THE EXERCISE => Reproduce all of the rows below word for word, but leave the pictures out of your answer.

* Begin SUPPLIED DATA *

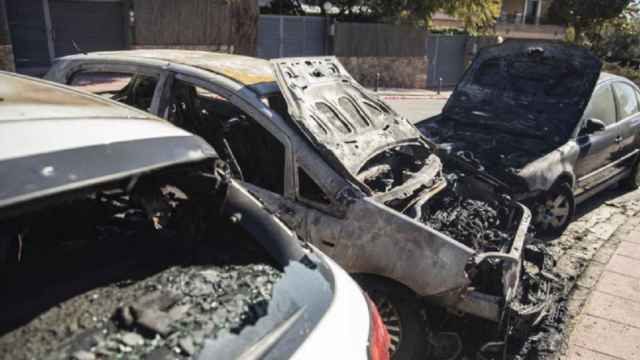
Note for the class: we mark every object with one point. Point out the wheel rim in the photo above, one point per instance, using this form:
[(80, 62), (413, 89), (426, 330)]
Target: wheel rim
[(554, 212), (391, 319)]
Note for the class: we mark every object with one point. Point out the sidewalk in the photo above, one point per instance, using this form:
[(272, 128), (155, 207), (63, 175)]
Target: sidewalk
[(608, 326)]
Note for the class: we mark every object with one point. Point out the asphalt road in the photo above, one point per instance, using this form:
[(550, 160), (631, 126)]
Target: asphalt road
[(417, 109)]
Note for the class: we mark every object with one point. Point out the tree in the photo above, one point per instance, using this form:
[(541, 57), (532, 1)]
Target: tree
[(618, 39), (478, 15), (585, 14)]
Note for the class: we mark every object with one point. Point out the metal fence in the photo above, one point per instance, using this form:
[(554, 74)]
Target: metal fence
[(197, 22), (446, 57), (378, 40), (287, 36)]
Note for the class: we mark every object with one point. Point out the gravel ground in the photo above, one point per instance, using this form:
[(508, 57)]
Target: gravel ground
[(569, 256)]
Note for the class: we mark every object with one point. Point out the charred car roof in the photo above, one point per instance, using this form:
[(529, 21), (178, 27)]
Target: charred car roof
[(246, 70), (54, 139), (539, 88)]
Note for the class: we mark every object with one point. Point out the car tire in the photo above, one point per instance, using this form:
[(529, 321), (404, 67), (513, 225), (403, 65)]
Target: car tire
[(554, 210), (633, 181), (403, 314)]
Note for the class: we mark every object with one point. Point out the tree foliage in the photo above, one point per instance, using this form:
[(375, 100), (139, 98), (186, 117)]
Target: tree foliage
[(478, 15), (582, 15), (617, 39)]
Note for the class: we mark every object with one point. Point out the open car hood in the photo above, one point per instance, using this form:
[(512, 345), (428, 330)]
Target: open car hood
[(336, 114), (536, 88)]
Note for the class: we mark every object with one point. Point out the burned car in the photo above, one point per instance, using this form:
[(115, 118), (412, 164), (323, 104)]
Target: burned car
[(342, 169), (124, 237), (541, 120)]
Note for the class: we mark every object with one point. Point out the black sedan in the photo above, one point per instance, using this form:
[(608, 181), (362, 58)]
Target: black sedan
[(544, 122)]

* End SUPPLIED DATA *

THE RESPONSE =>
Note for the class: we mark every object with one point. Point out the wheel rim in the photo above, one point per instance, using this form:
[(80, 62), (413, 89), (426, 330)]
Target: wheel rim
[(554, 212), (391, 319)]
Note for the class: we mark every object with one point. Point out the sidewalk in the photo above, one point per instance, using this form:
[(272, 128), (155, 207), (63, 175)]
Target: sidewalk
[(608, 326)]
Note for the class: we mark every object with one point. Point out the asphalt road in the photo above, one point per instance, using this form:
[(550, 160), (631, 126)]
Target: asphalt road
[(417, 109)]
Note for the class: we mark every object with one point. Point out the tree in the photo above, one point per instance, using this form:
[(541, 57), (532, 1)]
Target: tree
[(618, 39), (478, 15), (585, 14)]
Note for the class: we mark every object with one point. Point out the metal fence in the photo above, one point per instance, using this form:
[(554, 74)]
Target: metal fence
[(197, 22), (446, 57), (378, 40), (287, 36)]
Note for the class: we mark every object with one point. Point out the gravel ground in the photo above, one point per instance, using this form:
[(508, 57)]
Target: gravel ground
[(569, 256)]
Note for the class: we mark every object with one point. Point out the charred car roof in the photo above, one point per instance, using this form:
[(529, 21), (178, 27)]
Target: charred car roof
[(246, 70), (54, 139), (539, 88)]
Note for the class: we mark every object with one point. Point out the car tire in the photo above, one point per instance, using this form:
[(529, 321), (404, 67), (513, 225), (403, 65)]
Target: car tire
[(554, 210), (633, 181), (403, 314)]
Note for the class: we mark every object with one point. Point out the tree foliage in the photo above, one point per instance, using this form:
[(375, 100), (139, 98), (186, 117)]
Target: tree foliage
[(478, 15), (582, 15), (617, 39)]
Note for the class: we mark every object with one point. Point out the open car hood in the photo above, one point per instance, using this form:
[(512, 345), (428, 330)]
Target: open car hood
[(336, 114), (536, 88)]
Note for the class: we mark every object with one point. Point out the burned car in the photo above, one point per instance, using this form:
[(115, 118), (412, 164), (323, 104)]
Target: burned car
[(342, 169), (124, 237), (541, 120)]
Note for the class: we mark every object with one point. Point out the black sedan in the photo above, one point per instance, using this form:
[(608, 181), (362, 58)]
Target: black sedan
[(544, 122)]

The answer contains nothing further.